* **Goal of the exercise**
Repeat the entries in full. Each line must match exactly.

* **Supplied material**
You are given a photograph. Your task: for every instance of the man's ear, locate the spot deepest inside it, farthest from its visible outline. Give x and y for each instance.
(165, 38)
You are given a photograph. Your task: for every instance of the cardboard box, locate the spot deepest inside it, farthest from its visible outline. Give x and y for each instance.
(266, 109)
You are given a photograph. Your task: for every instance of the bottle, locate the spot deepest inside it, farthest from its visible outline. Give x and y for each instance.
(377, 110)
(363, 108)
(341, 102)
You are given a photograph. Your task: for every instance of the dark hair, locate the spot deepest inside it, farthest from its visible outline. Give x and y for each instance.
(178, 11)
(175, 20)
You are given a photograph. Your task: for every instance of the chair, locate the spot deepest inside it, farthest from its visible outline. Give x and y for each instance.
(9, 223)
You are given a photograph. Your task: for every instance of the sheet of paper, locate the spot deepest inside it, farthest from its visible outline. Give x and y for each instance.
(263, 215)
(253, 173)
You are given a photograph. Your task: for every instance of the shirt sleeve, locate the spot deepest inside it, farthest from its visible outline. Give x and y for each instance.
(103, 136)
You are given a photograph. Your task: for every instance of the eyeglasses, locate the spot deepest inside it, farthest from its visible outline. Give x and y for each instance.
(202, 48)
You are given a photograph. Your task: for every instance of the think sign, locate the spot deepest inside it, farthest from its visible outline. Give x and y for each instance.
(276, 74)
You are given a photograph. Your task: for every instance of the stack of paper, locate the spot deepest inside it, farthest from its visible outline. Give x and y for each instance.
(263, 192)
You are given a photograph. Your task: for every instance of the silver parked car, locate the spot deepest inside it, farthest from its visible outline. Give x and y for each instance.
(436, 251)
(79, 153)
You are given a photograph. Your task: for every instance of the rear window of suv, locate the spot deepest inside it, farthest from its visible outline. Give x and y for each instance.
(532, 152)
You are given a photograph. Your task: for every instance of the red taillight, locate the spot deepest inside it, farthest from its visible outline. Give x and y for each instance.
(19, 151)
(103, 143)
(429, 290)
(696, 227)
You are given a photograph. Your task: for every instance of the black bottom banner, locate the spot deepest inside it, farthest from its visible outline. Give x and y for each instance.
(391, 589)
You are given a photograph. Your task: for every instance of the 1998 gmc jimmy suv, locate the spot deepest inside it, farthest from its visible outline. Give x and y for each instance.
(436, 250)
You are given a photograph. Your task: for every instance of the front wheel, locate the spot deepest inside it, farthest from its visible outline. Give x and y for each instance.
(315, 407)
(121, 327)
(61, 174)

* **Reply**
You are given a photograph. Your task: for every instance of the man's ear, locate the spot deepest inside it, farthest from its visible outline. Give x and y for each instance.
(165, 38)
You are given a photograph. Your task: for every instance of the cardboard box, locate the spot deepest inside it, farthest from its visible outline. Give x and y for each instance.
(266, 109)
You are given a photograph. Your task: for every instance of the bottle, locate the spot deepest inside it, farthest from its visible outline. Give x and y for each instance.
(377, 110)
(363, 108)
(341, 102)
You are given a photograph. Your task: for every instance of the dark hair, locate the spot deepest inside it, farthest from its visible outline. Give x and y for each instance.
(178, 11)
(175, 20)
You are given a photograph. Your task: for every instance of the chair, locate the spot deepest inside it, farthest from its visible outline. Give x and y for each instance.
(9, 223)
You are given a photograph. Your task: for every instance of the sheet of paper, locate the spot deepest inside it, farthest from its visible outline. Give x and y for each instance.
(263, 215)
(253, 173)
You are given a photograph. Your task: for every instance of the shirt sleeve, locate the spot deepest inside it, farthest from its visible outline. Give x and y for each instance.
(103, 136)
You are given a photograph. Your task: for every instance of the eyeglasses, locate the spot deepest inside it, farthest from its visible outline. Give x and y for each instance.
(202, 48)
You are given a photograph. Your task: for every instance of the think sign, locate the spot deepest inside it, farthest from its visible outline. Give x and y for each instance.
(276, 74)
You are given a photograph. Your task: for every instance of the stack of paper, locate the spot deepest inside it, farthest from its visible outline. Give x and y for each instance.
(263, 192)
You are given a photograph. Your task: for every instance of the silver parked car, locate the spot deepest inside it, farthest from its visible outline. Give x and y for each instance.
(436, 251)
(79, 153)
You are given a photograph. Your task: for every instance of the rear window of suv, locate the spot deepest inside it, farthest from its visible outline. Give x and y for each instance.
(532, 152)
You are given a photograph. Your task: for every instance of the red taillight, locate the spot deepest inside it, farthest from its visible outline. Give x and y for each instance.
(19, 151)
(103, 143)
(429, 290)
(696, 227)
You are given a photograph. Your task: for every instance of the black bottom banner, locate the spot deepest inside it, farthest from its visible outline. Give x and y for each instance.
(391, 589)
You are given a photograph. Your task: for every instance of the 1998 gmc jimmy suv, locate the spot deepest inside it, farthest from its visible outline. Give x and y for each instance.
(436, 250)
You are given a photograph. Your task: for every instance of the front wheel, locate the spot deepest inside it, farthest from its visible outline. Give x and y for each instance.
(315, 407)
(121, 327)
(61, 174)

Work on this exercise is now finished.